- [Work to do]:
Revise the lines from the one containing "of the wood" through the final line, inclusive, so that "nesting-site count" becomes "site survey" and nothing else changes.

- [The input]:
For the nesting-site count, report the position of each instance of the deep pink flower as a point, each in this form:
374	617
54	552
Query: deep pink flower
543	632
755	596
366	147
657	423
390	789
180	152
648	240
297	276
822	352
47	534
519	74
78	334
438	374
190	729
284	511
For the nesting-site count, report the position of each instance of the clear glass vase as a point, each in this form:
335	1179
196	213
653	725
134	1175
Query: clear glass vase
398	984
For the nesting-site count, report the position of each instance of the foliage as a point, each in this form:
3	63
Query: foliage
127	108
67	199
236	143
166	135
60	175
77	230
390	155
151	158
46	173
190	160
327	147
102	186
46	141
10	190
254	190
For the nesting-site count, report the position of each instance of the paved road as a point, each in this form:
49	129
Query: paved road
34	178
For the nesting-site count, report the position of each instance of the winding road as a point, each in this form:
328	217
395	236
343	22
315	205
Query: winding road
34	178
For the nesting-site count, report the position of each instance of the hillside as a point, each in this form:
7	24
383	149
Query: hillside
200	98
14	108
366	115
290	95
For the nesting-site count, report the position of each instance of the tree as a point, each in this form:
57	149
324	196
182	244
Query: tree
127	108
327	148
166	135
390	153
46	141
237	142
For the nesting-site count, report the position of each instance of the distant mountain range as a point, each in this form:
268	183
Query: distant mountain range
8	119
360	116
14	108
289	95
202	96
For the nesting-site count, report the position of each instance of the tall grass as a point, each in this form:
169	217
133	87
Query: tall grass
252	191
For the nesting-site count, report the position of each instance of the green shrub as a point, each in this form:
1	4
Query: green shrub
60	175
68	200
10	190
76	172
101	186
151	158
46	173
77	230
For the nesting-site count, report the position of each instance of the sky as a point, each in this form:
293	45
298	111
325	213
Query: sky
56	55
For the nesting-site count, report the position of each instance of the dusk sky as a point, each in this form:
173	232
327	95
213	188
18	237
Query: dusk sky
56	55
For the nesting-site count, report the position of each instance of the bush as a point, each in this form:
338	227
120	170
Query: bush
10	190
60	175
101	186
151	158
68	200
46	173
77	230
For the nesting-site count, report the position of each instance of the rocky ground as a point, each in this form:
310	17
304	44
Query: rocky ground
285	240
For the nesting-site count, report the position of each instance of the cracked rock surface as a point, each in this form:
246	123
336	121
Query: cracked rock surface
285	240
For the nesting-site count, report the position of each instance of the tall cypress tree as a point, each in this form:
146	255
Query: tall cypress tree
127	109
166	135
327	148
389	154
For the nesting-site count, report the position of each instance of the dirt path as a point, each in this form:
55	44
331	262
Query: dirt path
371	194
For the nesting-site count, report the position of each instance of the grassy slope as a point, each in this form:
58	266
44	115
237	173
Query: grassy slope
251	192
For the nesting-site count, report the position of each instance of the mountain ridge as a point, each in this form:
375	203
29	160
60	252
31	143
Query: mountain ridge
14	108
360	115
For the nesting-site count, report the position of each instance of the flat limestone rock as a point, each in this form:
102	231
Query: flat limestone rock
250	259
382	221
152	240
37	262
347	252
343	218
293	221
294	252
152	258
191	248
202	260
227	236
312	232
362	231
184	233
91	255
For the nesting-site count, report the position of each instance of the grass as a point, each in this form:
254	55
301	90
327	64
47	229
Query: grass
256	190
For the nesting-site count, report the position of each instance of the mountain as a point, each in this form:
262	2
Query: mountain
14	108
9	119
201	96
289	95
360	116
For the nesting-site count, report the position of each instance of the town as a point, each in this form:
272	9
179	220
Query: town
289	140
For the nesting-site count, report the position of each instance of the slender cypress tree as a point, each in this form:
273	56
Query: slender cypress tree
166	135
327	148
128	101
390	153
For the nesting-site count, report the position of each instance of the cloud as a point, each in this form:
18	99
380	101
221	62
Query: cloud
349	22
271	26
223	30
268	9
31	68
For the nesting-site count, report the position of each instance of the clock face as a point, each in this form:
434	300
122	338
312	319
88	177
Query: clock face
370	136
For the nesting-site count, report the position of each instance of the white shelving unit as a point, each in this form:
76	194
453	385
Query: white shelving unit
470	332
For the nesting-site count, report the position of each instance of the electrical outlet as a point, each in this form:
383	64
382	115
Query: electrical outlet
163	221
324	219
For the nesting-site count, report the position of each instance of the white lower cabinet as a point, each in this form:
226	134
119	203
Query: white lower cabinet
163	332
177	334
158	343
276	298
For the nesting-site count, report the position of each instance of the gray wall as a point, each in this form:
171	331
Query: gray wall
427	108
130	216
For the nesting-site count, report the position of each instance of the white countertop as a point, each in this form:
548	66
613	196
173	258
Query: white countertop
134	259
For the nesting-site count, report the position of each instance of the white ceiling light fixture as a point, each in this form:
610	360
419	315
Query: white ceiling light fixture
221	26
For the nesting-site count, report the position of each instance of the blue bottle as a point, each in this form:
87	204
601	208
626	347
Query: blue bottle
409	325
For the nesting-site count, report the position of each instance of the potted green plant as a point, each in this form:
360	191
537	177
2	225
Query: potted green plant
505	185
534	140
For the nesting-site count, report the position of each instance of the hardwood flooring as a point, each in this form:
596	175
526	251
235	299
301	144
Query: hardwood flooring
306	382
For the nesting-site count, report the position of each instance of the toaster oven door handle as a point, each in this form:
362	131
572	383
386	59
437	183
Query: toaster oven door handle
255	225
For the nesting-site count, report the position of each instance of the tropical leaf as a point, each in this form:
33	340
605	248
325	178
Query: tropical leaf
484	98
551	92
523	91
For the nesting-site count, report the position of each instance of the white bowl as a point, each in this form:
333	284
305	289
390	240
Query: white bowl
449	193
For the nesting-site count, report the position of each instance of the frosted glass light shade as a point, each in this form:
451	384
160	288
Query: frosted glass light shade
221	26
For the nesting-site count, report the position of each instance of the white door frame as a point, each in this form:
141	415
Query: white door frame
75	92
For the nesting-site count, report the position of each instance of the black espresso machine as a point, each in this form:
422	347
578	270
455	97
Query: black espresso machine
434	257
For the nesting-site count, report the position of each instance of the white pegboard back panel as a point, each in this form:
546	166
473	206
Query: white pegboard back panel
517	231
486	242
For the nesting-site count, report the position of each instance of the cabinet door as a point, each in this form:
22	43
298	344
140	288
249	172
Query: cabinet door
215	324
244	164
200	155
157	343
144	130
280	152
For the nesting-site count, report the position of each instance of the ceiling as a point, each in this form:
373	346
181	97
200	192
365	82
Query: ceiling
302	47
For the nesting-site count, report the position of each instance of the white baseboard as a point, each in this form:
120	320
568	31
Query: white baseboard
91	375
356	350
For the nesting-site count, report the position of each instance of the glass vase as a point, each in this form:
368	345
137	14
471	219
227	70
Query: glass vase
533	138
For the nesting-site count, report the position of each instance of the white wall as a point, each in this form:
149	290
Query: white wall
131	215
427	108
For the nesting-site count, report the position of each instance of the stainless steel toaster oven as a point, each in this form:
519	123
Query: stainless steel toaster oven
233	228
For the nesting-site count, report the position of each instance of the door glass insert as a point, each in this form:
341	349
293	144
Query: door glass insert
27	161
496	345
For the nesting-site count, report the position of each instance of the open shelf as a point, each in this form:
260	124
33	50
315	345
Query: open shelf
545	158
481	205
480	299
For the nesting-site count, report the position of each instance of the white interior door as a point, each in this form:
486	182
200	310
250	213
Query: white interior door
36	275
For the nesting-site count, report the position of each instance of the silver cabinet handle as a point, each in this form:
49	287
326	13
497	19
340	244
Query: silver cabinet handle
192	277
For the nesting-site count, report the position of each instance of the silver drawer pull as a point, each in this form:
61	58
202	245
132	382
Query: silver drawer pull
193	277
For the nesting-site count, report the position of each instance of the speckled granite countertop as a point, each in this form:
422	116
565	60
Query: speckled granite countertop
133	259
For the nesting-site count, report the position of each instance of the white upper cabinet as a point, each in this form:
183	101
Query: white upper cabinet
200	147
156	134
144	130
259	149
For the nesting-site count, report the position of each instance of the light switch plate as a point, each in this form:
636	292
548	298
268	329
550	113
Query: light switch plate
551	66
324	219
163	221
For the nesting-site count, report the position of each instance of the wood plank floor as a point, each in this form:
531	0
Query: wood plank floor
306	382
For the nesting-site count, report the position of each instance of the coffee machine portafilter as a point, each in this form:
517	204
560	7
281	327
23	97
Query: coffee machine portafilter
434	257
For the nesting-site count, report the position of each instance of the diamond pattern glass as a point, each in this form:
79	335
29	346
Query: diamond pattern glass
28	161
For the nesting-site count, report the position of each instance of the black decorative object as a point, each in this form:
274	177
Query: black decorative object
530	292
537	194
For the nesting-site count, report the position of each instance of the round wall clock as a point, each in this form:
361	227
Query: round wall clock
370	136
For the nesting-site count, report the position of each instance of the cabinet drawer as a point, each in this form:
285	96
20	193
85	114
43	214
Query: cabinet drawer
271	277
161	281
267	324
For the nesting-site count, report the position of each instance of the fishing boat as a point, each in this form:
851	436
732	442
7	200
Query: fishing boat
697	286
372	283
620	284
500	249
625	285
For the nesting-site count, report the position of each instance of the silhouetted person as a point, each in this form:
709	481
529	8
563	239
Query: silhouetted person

- [Response to the task]:
For the site survey, report the position of each instance of the wood plank floor as a point, each in this form:
531	0
Query: wood plank floor
306	382
For the site survey, report the position of each instance of the coffee machine portafilter as a point, each in this form:
517	204
560	7
281	327
23	97
Query: coffee machine portafilter
434	257
For the site survey, report the position of each instance of the diamond pattern glass as a point, each in this form:
79	335
29	346
Query: diamond pattern glass
28	161
For the site survey, report the position of each instance of the black decorative object as a point, each in this form:
274	177
Query: black decorative object
530	292
537	194
For the site survey, report the position of each instance of the round wall clock as a point, each in this form:
361	227
Query: round wall clock
370	136
For the site survey, report the position of each instance of the cabinet drawer as a point, each in this form:
285	96
20	193
85	114
43	214
Query: cabinet drawer
271	277
161	281
267	324
For the site survey, report the position of each instance of the fishing boat as a point, each in this form:
851	436
732	442
7	200
Query: fishing boat
697	286
372	283
620	284
500	249
625	285
For the site survey, report the position of each instance of the silhouetted person as a point, each in this form:
709	481
529	8
563	239
Query: silhouetted person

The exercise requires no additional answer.